[WHAT IS ASKED] Copy out the entries starting at the very first one and ending with the line containing "[[117, 63]]", swapping "benchmark" for "test" and leaving everything else unchanged. Return only those lines.

======== DATASET EXCERPTS ========

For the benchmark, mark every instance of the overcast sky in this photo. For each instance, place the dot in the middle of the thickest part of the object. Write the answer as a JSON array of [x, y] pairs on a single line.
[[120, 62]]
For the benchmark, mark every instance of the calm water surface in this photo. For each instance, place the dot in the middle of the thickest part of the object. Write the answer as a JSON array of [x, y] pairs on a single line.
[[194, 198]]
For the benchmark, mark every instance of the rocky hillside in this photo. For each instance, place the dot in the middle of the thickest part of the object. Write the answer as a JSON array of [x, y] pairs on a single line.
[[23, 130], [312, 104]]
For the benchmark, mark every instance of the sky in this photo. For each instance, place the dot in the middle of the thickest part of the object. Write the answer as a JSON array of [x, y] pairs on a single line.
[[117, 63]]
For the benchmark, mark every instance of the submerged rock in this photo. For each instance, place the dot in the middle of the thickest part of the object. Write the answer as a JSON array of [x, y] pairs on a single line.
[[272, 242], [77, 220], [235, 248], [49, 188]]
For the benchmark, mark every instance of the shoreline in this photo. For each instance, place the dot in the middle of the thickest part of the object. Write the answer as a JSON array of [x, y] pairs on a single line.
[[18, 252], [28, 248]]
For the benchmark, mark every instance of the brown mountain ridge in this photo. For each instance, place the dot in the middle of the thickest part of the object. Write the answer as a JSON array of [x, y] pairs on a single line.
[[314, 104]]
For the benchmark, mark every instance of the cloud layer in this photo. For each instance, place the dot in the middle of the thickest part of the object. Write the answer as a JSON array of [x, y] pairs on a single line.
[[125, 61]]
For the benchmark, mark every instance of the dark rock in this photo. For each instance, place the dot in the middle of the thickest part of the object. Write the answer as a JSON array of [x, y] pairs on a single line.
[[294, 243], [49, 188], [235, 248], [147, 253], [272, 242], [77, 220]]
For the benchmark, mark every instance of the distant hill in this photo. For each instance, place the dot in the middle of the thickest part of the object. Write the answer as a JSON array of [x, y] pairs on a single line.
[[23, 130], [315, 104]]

========

[CORRECT ANSWER]
For the test, mark every instance of the overcast sky in this photo. For each instance, place the dot in the middle of the thickest part of the object. Write the answer as a JSON array of [x, y] pairs on a single line.
[[120, 62]]
For the test, mark every instance of the calm water surface in this photo. For each instance, place the dot in the middle of the thickest part of the object. Write the answer as a JSON array of [x, y] pairs on a single line.
[[194, 198]]
For the test, mark every instance of the rocky hillside in this photo. For each instance, place the dot in the middle of the thickest part of the object. Write the answer as a JSON array of [x, y] pairs on a single line.
[[23, 130], [312, 104]]
For the test, mark every instance of the sky in this photo. For each instance, place the dot in the middle of the thickest part of the object. Write the answer as a JSON array of [x, y] pairs on a single line.
[[117, 63]]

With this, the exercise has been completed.